◆ Tasks ◆
(A) Turn the paragraph in the chromosome passage that begins "The centromere is a constricted region" into a short list that keeps its main facts.
(B) According to the chromosome passage, during which stage are condensed chromosomes seen most clearly?
(C) Please repeat the chromosome passage starting at "This is a common" and ending at "of a centromere?".

2. What is the relationship between chromatin, chromatids, and chromosomes?

These three terms describe different levels of DNA packaging within a eukaryotic cell.

Chromatin is the least condensed form, consisting of DNA wrapped around proteins (histones). This is the state of DNA during the cell's normal growth phase (interphase).
When the cell prepares to divide, the chromatin supercoils and condenses tightly to form a visible chromosome.
After the DNA is duplicated, this single chromosome consists of two identical sister chromatids joined at the centromere.

In essence, chromatin condenses to form chromosomes, and replicated chromosomes are made of two chromatids.

3. When can you see distinct chromosomes and chromatids inside a cell?

You can only see these structures at specific stages of the cell cycle. During interphase (the cell's growth period), DNA exists as diffuse chromatin and is not visible as distinct structures. Distinct, condensed chromosomes, each composed of two sister chromatids, become visible during prophase and are most clearly seen during metaphase. The sister chromatids separate during anaphase, and from that point on, each is considered an individual chromosome.

4. How do sister chromatids differ from homologous chromosomes?

This is a common point of confusion. The key difference is their origin and genetic content.

Sister Chromatids are two identical copies of a single chromosome, created during DNA replication. They are genetically identical and joined by a centromere until they separate in mitosis or meiosis II.
Homologous Chromosomes are a pair of chromosomes, one inherited from each parent. They are the same size and contain the same genes in the same order, but they may carry different versions (alleles) of those genes. They pair up during meiosis I but are not physically joined like sister chromatids.

5. What is the specific function of a centromere?

The centromere is a constricted region on a chromosome that serves two critical functions during cell division. Firstly, it holds the two sister chromatids together after DNA replication. Secondly, it is the site where the kinetochore forms, a protein complex to which the spindle fibres attach. This attachment is essential for pulling the chromatids apart and ensuring each new daughter cell receives one copy of the chromosome.

6. Why is the correct structure of chromosomes so important for living things?

The precise structure and number of chromosomes are vital for life because they ensure the faithful transmission of genetic information from one generation of cells to the next. Chromosomes allow the massive amount of DNA to be managed, copied, and distributed evenly during cell division (mitosis and meiosis). Any errors in this process, such as a change in chromosome number (e.g., aneuploidy) or structure (e.g., deletion, translocation), can lead to severe genetic disorders like Down's syndrome, Turner's syndrome, or various types of cancer.

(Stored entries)

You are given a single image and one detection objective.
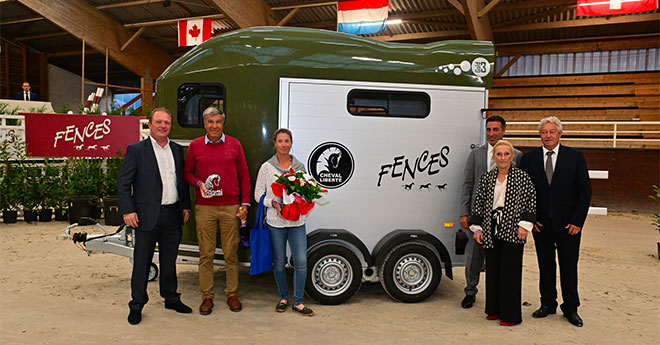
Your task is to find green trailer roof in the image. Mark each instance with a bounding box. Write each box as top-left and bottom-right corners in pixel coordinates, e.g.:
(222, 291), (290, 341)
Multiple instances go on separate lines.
(159, 27), (494, 88)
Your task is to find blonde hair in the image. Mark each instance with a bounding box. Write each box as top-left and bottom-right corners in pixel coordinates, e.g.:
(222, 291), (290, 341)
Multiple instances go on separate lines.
(538, 116), (563, 133)
(493, 140), (514, 154)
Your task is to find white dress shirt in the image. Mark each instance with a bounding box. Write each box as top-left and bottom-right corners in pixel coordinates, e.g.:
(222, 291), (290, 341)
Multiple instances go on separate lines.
(542, 144), (559, 171)
(149, 136), (179, 205)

◆ Responses to the tasks ◆
(A)
- The centromere is a constricted region on a chromosome with two critical functions during cell division.
- It holds the two sister chromatids together after DNA replication.
- It is the site where the kinetochore forms, a protein complex to which spindle fibres attach.
- This attachment is essential for pulling the chromatids apart so each new daughter cell receives one copy of the chromosome.

(B) Metaphase.

(C)
This is a common point of confusion. The key difference is their origin and genetic content.

Sister Chromatids are two identical copies of a single chromosome, created during DNA replication. They are genetically identical and joined by a centromere until they separate in mitosis or meiosis II.
Homologous Chromosomes are a pair of chromosomes, one inherited from each parent. They are the same size and contain the same genes in the same order, but they may carry different versions (alleles) of those genes. They pair up during meiosis I but are not physically joined like sister chromatids.

5. What is the specific function of a centromere?